Text block
——
So, sometime after Christmas I decided that I wasn’t going to let another winter pass without getting the whole family on skis. Husband and I like to ski — we met in a ski club in Chicago, in fact — and we’ve missed it. Sadly, neither of the boys was very enthusiastic about skiing, and Aitch outright refused to take lessons. I decided to concentrate my efforts on Minor, who was a bit more tractable. Reader, I bribed him. Over the course of five ski lessons the kid ate so many nacho cheese Doritos that his sclera turned orange. Finally, weary of standing in the rental line, I bought Minor his own skis, and as soon as Aitch saw them he decided he wanted to ski, too.

Well, once Aitch twigged to the concept — speed! bumps! Teenage ski instructors, like Gods walking among us! — this huge self-satisfied smile appeared, as if he were thinking, “I have found my métier, and it is SNOW.” Oh, he was a total diva, and refused to take direction from anyone, and threw a fit when the ski school wanted to move him up a level, because he wanted to stay with the hot instructor, but the kid could ski. He basically taught himself; he fooled around— first pizza, then french fries, then crouching at full speed; now edging, now flat-footed, now skiing backward down the hill, now leaning back his butt perched on his skis— until he found what worked. He distinguished not between downhill and freestyle; it was all kif-kif to him. Within a few weeks he was carving parallel turns (wide-set, but real parallel turns with edges) down black diamonds and doing tricks in the terrain park. At one point he went off a jump and over the side of the slope into a ravine; his skis came off and none of the adults noticed he was missing until he had climbed out of the ditch and walked down the mountain. His ski name was “Hot Dog.”
——
Given material
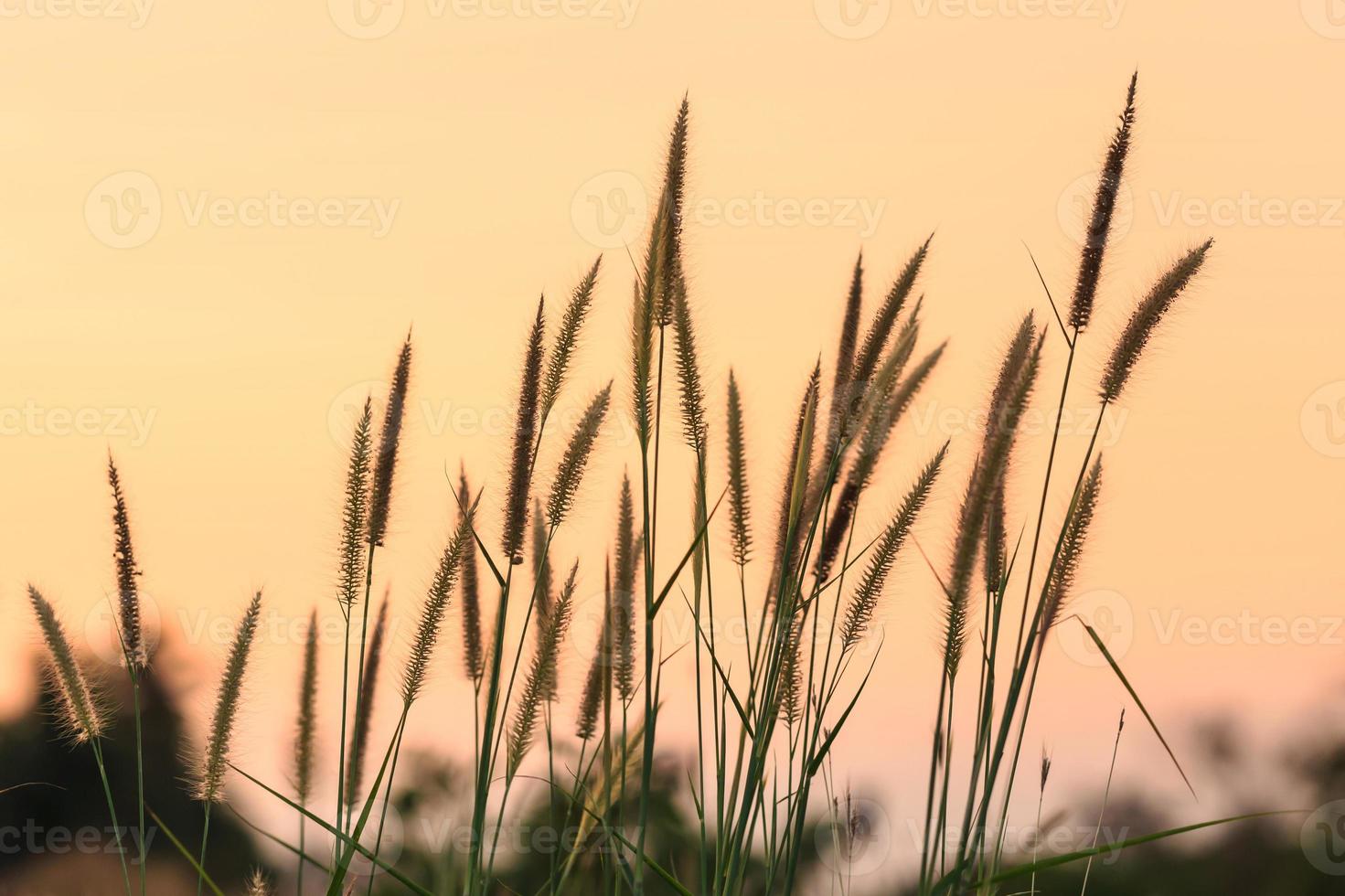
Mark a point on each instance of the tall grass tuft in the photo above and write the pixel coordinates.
——
Reproduce everything in the skiing account from "So, sometime after" down to "to ski, too.".

So, sometime after Christmas I decided that I wasn’t going to let another winter pass without getting the whole family on skis. Husband and I like to ski — we met in a ski club in Chicago, in fact — and we’ve missed it. Sadly, neither of the boys was very enthusiastic about skiing, and Aitch outright refused to take lessons. I decided to concentrate my efforts on Minor, who was a bit more tractable. Reader, I bribed him. Over the course of five ski lessons the kid ate so many nacho cheese Doritos that his sclera turned orange. Finally, weary of standing in the rental line, I bought Minor his own skis, and as soon as Aitch saw them he decided he wanted to ski, too.